[Selected text]:
X-ray photoelectron spectroscopy (XPS) could be used to investigate the element composition and valence . The XPS survey spectra of BA-5, Bi2MoO6, and Ag2CrO4 were measured, as shown in Figure 7. High-resolution XPS spectra of Ag 3d, Cr 2p, Bi 4f, and Mo 3d are shown in Figure 8. Ag, Cr, Bi, Mo, and O elements in BA-5 could be observed in the survey (Figure 7). The BE peaks at 367.62 eV and 373.60 eV were denoted to Ag 3d5/2 and Ag 3d3/2, indicating the existence of metallic Ag and Ag+ in high-resolution XPS (Figure 8a). The BE peaks at 578.76 eV and 588.19 eV were denoted to Cr 2P3/2 and Cr 2p1/2 in Figure 8b, indicating that the valence state was +6. The BE peaks at 158.98 eV and 164.29 eV were classified as Bi 4F7/2 and Bi 4F5/2, and their valence states were Bi3+ (Figure 8c). Figure 8d showed that the characteristic BE peaks at 232.26 eV and 235.51 eV were 3d3/2 and 3d5/2 of Mo having +6 valence.

[Data extract]:

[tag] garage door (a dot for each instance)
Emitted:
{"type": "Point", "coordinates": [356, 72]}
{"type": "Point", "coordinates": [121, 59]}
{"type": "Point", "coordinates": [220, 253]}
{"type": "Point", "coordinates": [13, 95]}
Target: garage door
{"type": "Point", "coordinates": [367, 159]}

[Exercise tasks]:
(1) Decide whether each statement agrees with the XPS passage. For each, answer yes or no and quote the words from the passage that settle it.
(a) The Cr 2p peaks point to a valence state of +6.
(b) The high-resolution XPS spectra appear in Figure 7.
(c) The Bi 4f peaks were assigned to Bi3+.
(2) Answer these questions using the XPS passage:
(a) For which three samples were XPS survey spectra measured?
(b) Which elements in BA-5 could be observed in the survey?
(c) At what binding energies were the Bi 4f peaks found?
(3) Write a continuation of the XPS passage, picking up after its last sentence.
The records have no connection to the XPS passage.

[Written responses]:
(1)
(a) Yes: "indicating that the valence state was +6"
(b) No: "High-resolution XPS spectra of Ag 3d, Cr 2p, Bi 4f, and Mo 3d are shown in Figure 8."
(c) Yes: "and their valence states were Bi3+"

(2)
(a) BA-5, Bi2MoO6, and Ag2CrO4
(b) Ag, Cr, Bi, Mo, and O
(c) 158.98 eV and 164.29 eV

(3)
Figure 7 XPS survey spectra of the BA-5, Bi2MoO6, and Ag2CrO4.
Figure 8 High-resolution XPS spectra of (a) Ag 3d, (b) Cr 2p, (c) Bi 4f, and (d) Mo 3d.
The optical absorption is related to the electronic structure of the semiconductor [28,32]. UV spectra of BA-X (X = 1, 3, 5, 10), Bi2MoO6, and Ag2CrO4. were assessed to determine the light absorption range. As shown in Figure 9a, a weak absorption in the visible region for Bi2MoO6 was observed. Ag2CrO4 had a stronger absorption ranging from 500 to 680 nm. However, the light absorption range of BA-5 was similar to that of Ag2CrO4, which was caused by doping Bi2MoO6. The bandgap widths for Bi2MoO6 and Ag2CrO4 were calculated from Figure 9b, in which the Eg values were 2.78 eV and 1.80 eV for Bi2MoO6 and Ag2CrO4, respectively.
Figure 9 (a) UV diffuse reflectance spectra of pristine Bi2MoO6, Ag2CrO4, BA-1, BA-3, BA-5, and BA-10. (b) Eg of pristine Bi2MoO6 and Ag2CrO4.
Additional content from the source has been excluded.